(Excerpts from a point labeling dataset)

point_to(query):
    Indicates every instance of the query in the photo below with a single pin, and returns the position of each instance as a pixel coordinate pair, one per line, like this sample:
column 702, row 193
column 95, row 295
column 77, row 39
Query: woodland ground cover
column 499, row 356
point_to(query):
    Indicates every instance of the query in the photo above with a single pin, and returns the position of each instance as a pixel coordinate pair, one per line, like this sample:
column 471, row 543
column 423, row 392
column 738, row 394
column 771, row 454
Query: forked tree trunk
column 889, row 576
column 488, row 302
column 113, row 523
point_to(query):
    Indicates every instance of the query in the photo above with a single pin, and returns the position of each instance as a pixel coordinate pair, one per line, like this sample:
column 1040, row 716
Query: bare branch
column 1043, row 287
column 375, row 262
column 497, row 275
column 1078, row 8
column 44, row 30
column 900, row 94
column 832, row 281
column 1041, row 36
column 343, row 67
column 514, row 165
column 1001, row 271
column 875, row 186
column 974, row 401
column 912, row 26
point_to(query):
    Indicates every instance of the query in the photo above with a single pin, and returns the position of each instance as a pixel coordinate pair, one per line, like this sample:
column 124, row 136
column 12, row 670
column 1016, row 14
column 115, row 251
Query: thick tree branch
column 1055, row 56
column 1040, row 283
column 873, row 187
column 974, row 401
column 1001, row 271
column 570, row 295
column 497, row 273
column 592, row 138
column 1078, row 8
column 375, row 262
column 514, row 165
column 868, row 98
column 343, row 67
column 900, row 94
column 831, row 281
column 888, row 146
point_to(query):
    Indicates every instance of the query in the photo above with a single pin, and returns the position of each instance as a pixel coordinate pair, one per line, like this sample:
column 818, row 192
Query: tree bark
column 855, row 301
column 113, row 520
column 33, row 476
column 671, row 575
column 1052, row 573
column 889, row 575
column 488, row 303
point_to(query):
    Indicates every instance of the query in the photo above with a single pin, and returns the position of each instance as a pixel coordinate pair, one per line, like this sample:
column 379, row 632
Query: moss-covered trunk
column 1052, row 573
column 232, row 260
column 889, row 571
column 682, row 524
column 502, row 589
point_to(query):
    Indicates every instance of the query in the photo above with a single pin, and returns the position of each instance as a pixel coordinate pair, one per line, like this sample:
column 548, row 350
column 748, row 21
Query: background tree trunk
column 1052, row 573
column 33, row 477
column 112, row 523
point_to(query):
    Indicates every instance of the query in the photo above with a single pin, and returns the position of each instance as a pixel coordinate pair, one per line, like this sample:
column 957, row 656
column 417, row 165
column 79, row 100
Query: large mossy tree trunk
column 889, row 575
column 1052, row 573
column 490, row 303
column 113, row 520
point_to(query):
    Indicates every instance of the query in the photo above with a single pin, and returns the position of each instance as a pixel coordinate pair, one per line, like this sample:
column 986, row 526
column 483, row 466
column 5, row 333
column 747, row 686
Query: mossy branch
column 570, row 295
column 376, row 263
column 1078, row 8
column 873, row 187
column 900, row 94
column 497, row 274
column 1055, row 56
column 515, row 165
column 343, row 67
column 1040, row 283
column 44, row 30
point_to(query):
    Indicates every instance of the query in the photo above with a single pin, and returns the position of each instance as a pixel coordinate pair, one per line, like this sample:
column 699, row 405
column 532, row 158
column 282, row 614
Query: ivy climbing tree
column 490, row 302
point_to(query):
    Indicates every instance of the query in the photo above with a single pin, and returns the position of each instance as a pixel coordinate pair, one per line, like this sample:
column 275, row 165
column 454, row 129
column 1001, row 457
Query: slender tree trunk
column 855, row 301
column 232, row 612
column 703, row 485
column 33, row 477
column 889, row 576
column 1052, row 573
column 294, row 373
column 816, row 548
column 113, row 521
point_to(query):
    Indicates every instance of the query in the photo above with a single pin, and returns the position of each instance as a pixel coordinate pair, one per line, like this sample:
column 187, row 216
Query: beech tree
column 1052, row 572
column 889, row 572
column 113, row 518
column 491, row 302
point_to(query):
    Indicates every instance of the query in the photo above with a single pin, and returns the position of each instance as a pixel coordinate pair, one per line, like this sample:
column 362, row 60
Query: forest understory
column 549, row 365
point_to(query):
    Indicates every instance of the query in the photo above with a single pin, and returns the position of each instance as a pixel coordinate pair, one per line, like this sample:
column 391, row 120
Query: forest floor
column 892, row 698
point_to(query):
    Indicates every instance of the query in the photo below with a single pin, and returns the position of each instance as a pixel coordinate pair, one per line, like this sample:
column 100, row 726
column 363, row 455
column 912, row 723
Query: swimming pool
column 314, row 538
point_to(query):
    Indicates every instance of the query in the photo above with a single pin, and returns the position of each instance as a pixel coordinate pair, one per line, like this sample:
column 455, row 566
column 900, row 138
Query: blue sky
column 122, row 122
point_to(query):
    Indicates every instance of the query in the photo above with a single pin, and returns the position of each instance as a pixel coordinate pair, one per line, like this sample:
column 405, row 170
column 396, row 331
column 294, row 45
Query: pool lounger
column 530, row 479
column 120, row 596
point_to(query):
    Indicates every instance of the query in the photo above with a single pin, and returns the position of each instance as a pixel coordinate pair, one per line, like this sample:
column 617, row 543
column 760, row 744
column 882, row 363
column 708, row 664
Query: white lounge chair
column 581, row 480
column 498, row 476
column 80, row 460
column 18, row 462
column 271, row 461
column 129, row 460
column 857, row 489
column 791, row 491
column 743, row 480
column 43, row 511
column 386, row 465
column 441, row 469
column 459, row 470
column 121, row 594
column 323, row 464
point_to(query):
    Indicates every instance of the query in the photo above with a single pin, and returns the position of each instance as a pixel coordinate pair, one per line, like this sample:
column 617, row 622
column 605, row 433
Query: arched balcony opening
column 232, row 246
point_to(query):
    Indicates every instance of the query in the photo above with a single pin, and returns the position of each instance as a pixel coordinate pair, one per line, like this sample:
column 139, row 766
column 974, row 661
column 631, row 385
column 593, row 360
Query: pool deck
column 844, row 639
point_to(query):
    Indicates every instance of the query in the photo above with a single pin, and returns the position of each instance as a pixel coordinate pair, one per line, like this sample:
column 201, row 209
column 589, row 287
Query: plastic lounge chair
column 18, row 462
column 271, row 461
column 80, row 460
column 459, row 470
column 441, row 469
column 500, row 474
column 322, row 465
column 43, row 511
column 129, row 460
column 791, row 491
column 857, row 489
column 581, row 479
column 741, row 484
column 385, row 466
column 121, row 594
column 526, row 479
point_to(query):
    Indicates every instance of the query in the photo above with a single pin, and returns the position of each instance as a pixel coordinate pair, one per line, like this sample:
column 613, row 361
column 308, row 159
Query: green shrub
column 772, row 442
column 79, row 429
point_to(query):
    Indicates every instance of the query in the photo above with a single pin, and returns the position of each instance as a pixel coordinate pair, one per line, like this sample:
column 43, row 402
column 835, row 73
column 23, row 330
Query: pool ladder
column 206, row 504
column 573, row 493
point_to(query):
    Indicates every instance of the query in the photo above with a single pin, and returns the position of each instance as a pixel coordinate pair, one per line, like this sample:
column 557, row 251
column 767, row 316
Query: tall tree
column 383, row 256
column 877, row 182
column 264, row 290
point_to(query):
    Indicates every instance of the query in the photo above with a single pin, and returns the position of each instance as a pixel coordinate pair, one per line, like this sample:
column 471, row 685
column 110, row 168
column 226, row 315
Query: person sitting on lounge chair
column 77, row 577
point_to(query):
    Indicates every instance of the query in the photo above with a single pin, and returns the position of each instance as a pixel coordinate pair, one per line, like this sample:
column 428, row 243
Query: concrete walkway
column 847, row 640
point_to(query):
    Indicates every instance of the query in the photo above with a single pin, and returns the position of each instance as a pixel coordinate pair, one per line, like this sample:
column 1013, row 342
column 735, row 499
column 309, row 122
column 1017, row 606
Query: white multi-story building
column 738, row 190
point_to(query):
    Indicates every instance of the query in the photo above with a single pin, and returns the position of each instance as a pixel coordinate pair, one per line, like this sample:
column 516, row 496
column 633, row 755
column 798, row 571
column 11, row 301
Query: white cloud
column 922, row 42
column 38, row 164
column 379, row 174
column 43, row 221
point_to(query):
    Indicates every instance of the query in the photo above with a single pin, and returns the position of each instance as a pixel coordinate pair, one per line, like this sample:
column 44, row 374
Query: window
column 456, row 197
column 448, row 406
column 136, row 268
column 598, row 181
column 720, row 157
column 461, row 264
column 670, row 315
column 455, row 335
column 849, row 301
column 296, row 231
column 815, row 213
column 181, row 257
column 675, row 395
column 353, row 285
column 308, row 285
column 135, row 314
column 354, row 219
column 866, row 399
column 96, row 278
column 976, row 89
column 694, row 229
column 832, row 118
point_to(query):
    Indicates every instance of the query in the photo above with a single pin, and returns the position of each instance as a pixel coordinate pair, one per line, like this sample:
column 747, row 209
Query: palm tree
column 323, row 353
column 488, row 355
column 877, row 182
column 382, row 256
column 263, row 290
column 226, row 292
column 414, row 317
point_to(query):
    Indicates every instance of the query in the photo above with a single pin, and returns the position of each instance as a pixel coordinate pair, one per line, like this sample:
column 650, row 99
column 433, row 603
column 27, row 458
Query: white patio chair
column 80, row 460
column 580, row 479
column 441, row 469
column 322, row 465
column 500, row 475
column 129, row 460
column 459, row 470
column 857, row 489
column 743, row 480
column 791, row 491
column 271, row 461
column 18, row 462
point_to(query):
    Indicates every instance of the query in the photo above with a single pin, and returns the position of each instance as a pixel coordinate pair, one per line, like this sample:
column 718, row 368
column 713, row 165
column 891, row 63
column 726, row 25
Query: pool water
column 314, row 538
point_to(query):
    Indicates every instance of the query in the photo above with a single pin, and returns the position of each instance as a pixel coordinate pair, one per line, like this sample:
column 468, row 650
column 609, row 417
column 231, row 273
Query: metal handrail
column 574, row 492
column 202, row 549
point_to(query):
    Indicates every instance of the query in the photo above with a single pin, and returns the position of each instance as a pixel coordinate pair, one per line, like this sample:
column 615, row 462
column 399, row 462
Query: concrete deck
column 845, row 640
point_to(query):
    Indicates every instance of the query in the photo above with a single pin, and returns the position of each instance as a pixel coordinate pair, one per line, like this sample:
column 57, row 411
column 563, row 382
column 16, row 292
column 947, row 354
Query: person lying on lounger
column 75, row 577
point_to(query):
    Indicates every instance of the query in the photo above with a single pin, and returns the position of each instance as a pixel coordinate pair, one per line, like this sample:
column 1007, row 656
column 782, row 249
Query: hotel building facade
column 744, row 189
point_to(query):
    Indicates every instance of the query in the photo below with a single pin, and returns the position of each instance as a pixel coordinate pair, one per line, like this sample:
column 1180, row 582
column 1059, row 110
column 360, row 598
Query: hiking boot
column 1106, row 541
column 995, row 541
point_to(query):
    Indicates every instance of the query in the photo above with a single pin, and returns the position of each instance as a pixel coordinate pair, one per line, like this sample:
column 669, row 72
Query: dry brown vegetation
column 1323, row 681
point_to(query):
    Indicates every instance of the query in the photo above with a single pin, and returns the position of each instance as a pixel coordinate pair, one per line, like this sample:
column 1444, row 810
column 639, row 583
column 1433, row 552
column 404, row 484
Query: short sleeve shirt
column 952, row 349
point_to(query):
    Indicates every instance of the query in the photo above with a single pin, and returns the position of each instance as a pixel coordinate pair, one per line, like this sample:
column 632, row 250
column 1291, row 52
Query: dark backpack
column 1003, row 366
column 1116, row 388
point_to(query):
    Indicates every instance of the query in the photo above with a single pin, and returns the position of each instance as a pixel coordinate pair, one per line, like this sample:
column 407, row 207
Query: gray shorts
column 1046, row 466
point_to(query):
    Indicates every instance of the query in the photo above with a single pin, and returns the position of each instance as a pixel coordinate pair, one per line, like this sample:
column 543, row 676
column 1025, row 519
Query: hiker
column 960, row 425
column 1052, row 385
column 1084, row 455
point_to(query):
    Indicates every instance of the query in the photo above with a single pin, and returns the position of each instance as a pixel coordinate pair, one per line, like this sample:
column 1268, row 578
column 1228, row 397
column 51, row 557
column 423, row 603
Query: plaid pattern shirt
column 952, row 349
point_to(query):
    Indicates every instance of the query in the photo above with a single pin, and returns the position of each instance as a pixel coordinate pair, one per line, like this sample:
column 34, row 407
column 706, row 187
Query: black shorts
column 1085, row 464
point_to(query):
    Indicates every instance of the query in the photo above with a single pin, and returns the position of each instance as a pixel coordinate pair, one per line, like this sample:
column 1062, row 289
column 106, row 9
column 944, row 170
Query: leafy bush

## What is expected
Reproduce verbatim every line from the beginning of the entries through the line containing "column 912, row 26", including that line.

## Exercise result
point_to(query):
    Indicates every instance of the query in the photo below with a single pin, and returns the position of each instance as a pixel coordinate pair, one per line, like this sample:
column 702, row 193
column 95, row 295
column 77, row 39
Query: woodland ground cover
column 499, row 356
point_to(query):
    Indicates every instance of the query in the photo above with a single pin, and returns the position of each instance as a pixel coordinate pair, one per line, like this sample:
column 471, row 543
column 423, row 392
column 738, row 394
column 771, row 454
Query: forked tree trunk
column 889, row 576
column 488, row 302
column 113, row 523
point_to(query):
    Indicates every instance of the query in the photo above with a single pin, and returns the position of each instance as a pixel coordinate pair, one per line, like this sample:
column 1040, row 716
Query: bare branch
column 1043, row 287
column 375, row 262
column 497, row 275
column 1078, row 8
column 44, row 30
column 900, row 94
column 832, row 281
column 1041, row 36
column 343, row 67
column 514, row 165
column 1001, row 271
column 875, row 186
column 974, row 401
column 912, row 26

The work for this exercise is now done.